### EXCERPT PROVIDED
::::

I'm grateful for John's style and information, and of the path he's traveled to become what he is at this point in his life. The class and I appreciated his (and Mary Ryan's) giving so much personal time to the seminar and to the course, "Healing the Moral Animal: Lessons from Evolution."
First, I agree with everything John says.
Second, the nature-nurture acrimony, because of the plausible and sensible information that John provides and which is shared by an incredibly large audience, becomes interesting in itself. There is a group of us, whether by "inherited adaptations" or other mechanisms, who are more fascinated with biological contributions to human behavior than with the sticky webs of social explanations. Thomas Kuhn (Structure of Scientific Revolutions) remarked well that established science ignores inconvenient, discrepant observations. Lynn Margulies (and Max Planck well before her) commented that things change in science when some people (scientists?) die off and differently behaving people (scientists) take their place. Harsh language but they may be partially correct.
The polarity exists even though most of us are "interactionists" at our core; it may be simply that some of us "like" doing the nurture thing (e.g., Leon Kamin) and others "like" chemical tools (e.g., Sandra Scarr). It's difficult to escape primate thinking whether we analyze our behavior or whether we choose leaders. There's something about us that just "has to take sides." The level of emotionality that sometimes attends these discussions suggests motives related to dominance, hierarchy, and territory comparable to Superbowl fans rather than attaining an understanding of nature. (I can't recall who remarked that Nobelists are less characterized by seeking understanding and more for proving that they are right. Tom Huxley and Wilberforce, Bishop of Oxford, argued a lot with each other. Neither would have amounted to much without the other.)

::::

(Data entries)

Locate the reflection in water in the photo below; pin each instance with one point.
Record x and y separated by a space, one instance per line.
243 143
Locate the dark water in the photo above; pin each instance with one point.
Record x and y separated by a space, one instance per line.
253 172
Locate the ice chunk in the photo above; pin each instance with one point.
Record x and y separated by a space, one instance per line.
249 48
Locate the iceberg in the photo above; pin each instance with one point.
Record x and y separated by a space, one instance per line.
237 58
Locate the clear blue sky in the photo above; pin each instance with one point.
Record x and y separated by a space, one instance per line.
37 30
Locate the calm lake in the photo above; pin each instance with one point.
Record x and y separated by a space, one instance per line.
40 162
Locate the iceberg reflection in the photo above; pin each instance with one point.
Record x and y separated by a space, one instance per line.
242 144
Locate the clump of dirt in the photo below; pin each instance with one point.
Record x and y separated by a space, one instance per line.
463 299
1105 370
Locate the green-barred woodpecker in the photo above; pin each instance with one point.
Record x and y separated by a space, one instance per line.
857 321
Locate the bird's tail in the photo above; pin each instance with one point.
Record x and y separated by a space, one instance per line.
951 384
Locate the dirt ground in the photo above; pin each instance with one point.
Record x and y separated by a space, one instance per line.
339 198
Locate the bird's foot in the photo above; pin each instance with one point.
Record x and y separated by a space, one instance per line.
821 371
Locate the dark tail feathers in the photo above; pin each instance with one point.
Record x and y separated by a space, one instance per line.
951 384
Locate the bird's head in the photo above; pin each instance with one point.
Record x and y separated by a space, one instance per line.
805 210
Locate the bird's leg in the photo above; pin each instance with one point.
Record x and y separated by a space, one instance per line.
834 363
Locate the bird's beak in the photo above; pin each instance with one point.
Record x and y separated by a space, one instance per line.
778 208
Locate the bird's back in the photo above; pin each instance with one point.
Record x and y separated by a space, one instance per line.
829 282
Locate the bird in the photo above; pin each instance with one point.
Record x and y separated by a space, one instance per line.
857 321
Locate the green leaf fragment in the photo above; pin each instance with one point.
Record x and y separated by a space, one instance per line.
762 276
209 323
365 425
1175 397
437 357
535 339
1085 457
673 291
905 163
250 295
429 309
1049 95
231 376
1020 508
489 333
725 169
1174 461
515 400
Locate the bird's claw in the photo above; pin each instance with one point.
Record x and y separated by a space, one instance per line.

::::

In the excerpt about the nature-nurture debate, why does the writer say the nature-nurture acrimony "becomes interesting in itself"? Answer in one to three sentences. The data entries aren't needed for this task.

### OUTPUT
The writer says it becomes interesting because of the plausible and sensible information John provides. An incredibly large audience shares that information.